STATED EXERCISE
Could you render the records below as a Markdown table with two columns, Row and Line, putting a row number and one line in each row and leaving out any blank lines?

DATASET
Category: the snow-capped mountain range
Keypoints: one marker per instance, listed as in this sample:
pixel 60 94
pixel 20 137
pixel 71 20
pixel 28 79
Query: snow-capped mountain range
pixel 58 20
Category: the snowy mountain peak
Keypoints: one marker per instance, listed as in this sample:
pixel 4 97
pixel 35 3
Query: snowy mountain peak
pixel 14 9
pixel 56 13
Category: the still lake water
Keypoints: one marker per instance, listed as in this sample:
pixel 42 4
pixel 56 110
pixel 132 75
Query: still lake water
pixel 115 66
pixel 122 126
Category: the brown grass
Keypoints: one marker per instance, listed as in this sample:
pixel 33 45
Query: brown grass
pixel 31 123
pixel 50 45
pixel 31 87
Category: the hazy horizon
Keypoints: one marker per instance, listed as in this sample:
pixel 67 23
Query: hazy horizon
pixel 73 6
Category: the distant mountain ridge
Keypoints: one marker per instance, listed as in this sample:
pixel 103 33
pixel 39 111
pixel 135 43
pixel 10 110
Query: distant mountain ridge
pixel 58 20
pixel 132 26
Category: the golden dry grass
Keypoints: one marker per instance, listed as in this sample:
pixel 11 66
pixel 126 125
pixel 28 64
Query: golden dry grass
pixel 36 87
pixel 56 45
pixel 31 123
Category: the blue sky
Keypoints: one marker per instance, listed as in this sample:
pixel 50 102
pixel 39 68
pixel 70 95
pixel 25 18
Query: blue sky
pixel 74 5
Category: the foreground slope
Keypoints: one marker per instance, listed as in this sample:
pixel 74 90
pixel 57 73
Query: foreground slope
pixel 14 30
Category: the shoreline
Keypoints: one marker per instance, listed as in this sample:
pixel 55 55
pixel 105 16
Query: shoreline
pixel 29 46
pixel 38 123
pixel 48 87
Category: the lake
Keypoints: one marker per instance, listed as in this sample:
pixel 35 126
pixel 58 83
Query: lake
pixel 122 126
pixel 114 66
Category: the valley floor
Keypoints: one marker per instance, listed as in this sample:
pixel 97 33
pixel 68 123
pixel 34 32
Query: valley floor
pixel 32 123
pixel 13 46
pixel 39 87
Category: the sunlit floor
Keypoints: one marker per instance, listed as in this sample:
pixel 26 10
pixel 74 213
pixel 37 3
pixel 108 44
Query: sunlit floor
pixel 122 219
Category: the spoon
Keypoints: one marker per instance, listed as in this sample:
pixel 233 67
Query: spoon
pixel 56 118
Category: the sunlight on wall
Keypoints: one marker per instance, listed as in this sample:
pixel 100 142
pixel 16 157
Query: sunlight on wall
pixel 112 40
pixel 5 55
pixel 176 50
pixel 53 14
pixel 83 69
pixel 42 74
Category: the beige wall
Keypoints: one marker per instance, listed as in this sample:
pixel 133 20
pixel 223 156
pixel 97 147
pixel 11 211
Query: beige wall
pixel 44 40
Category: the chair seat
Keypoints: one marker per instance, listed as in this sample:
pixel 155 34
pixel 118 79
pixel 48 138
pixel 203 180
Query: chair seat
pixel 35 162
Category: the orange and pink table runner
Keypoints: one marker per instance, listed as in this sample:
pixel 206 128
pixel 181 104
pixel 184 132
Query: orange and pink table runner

RESPONSE TO THIS EXERCISE
| Row | Line |
|---|---|
| 1 | Category: the snow-capped mountain range |
| 2 | Keypoints: one marker per instance, listed as in this sample: |
| 3 | pixel 60 94 |
| 4 | pixel 20 137 |
| 5 | pixel 71 20 |
| 6 | pixel 28 79 |
| 7 | Query: snow-capped mountain range |
| 8 | pixel 58 20 |
| 9 | Category: the snowy mountain peak |
| 10 | Keypoints: one marker per instance, listed as in this sample: |
| 11 | pixel 4 97 |
| 12 | pixel 35 3 |
| 13 | Query: snowy mountain peak |
| 14 | pixel 14 9 |
| 15 | pixel 56 13 |
| 16 | Category: the still lake water |
| 17 | Keypoints: one marker per instance, listed as in this sample: |
| 18 | pixel 42 4 |
| 19 | pixel 56 110 |
| 20 | pixel 132 75 |
| 21 | Query: still lake water |
| 22 | pixel 115 66 |
| 23 | pixel 122 126 |
| 24 | Category: the brown grass |
| 25 | Keypoints: one marker per instance, listed as in this sample: |
| 26 | pixel 33 45 |
| 27 | Query: brown grass |
| 28 | pixel 31 123 |
| 29 | pixel 50 45 |
| 30 | pixel 31 87 |
| 31 | Category: the hazy horizon |
| 32 | Keypoints: one marker per instance, listed as in this sample: |
| 33 | pixel 67 23 |
| 34 | Query: hazy horizon |
| 35 | pixel 73 6 |
| 36 | Category: the distant mountain ridge |
| 37 | Keypoints: one marker per instance, listed as in this sample: |
| 38 | pixel 103 33 |
| 39 | pixel 39 111 |
| 40 | pixel 135 43 |
| 41 | pixel 10 110 |
| 42 | Query: distant mountain ridge |
| 43 | pixel 58 20 |
| 44 | pixel 132 26 |
| 45 | Category: the golden dry grass |
| 46 | Keypoints: one marker per instance, listed as in this sample: |
| 47 | pixel 11 66 |
| 48 | pixel 126 125 |
| 49 | pixel 28 64 |
| 50 | Query: golden dry grass |
| 51 | pixel 36 87 |
| 52 | pixel 56 45 |
| 53 | pixel 31 123 |
| 54 | Category: the blue sky |
| 55 | Keypoints: one marker per instance, listed as in this sample: |
| 56 | pixel 50 102 |
| 57 | pixel 39 68 |
| 58 | pixel 70 95 |
| 59 | pixel 25 18 |
| 60 | Query: blue sky |
| 61 | pixel 74 5 |
| 62 | Category: the foreground slope |
| 63 | Keypoints: one marker per instance, listed as in this sample: |
| 64 | pixel 74 90 |
| 65 | pixel 57 73 |
| 66 | Query: foreground slope |
| 67 | pixel 14 30 |
| 68 | Category: the shoreline |
| 69 | Keypoints: one marker per instance, listed as in this sample: |
| 70 | pixel 55 55 |
| 71 | pixel 105 16 |
| 72 | Query: shoreline |
| 73 | pixel 29 46 |
| 74 | pixel 38 123 |
| 75 | pixel 48 87 |
| 76 | Category: the lake |
| 77 | Keypoints: one marker per instance, listed as in this sample: |
| 78 | pixel 35 126 |
| 79 | pixel 58 83 |
| 80 | Query: lake |
| 81 | pixel 122 126 |
| 82 | pixel 114 66 |
| 83 | Category: the valley floor |
| 84 | Keypoints: one marker per instance, listed as in this sample: |
| 85 | pixel 97 33 |
| 86 | pixel 68 123 |
| 87 | pixel 34 32 |
| 88 | Query: valley floor |
| 89 | pixel 32 123 |
| 90 | pixel 13 46 |
| 91 | pixel 39 87 |
| 92 | Category: the sunlit floor |
| 93 | Keypoints: one marker per instance, listed as in this sample: |
| 94 | pixel 26 10 |
| 95 | pixel 74 213 |
| 96 | pixel 37 3 |
| 97 | pixel 108 44 |
| 98 | Query: sunlit floor |
| 99 | pixel 122 219 |
| 100 | Category: the spoon |
| 101 | Keypoints: one marker per instance, listed as in this sample: |
| 102 | pixel 233 67 |
| 103 | Query: spoon |
| 104 | pixel 56 118 |
| 105 | Category: the sunlight on wall |
| 106 | Keypoints: one marker per instance, listed as in this sample: |
| 107 | pixel 100 142 |
| 108 | pixel 16 157 |
| 109 | Query: sunlight on wall |
| 110 | pixel 112 40 |
| 111 | pixel 5 55 |
| 112 | pixel 176 50 |
| 113 | pixel 53 14 |
| 114 | pixel 83 69 |
| 115 | pixel 42 74 |
| 116 | Category: the beige wall |
| 117 | Keypoints: one marker per instance, listed as in this sample: |
| 118 | pixel 133 20 |
| 119 | pixel 223 156 |
| 120 | pixel 97 147 |
| 121 | pixel 11 211 |
| 122 | Query: beige wall |
| 123 | pixel 44 40 |
| 124 | Category: the chair seat |
| 125 | Keypoints: one marker per instance, listed as in this sample: |
| 126 | pixel 155 34 |
| 127 | pixel 118 79 |
| 128 | pixel 48 138 |
| 129 | pixel 203 180 |
| 130 | Query: chair seat |
| 131 | pixel 35 162 |
| 132 | Category: the orange and pink table runner |
| 133 | Keypoints: one marker per instance, listed as in this sample: |
| 134 | pixel 206 128 |
| 135 | pixel 181 104 |
| 136 | pixel 184 132 |
| 137 | Query: orange and pink table runner |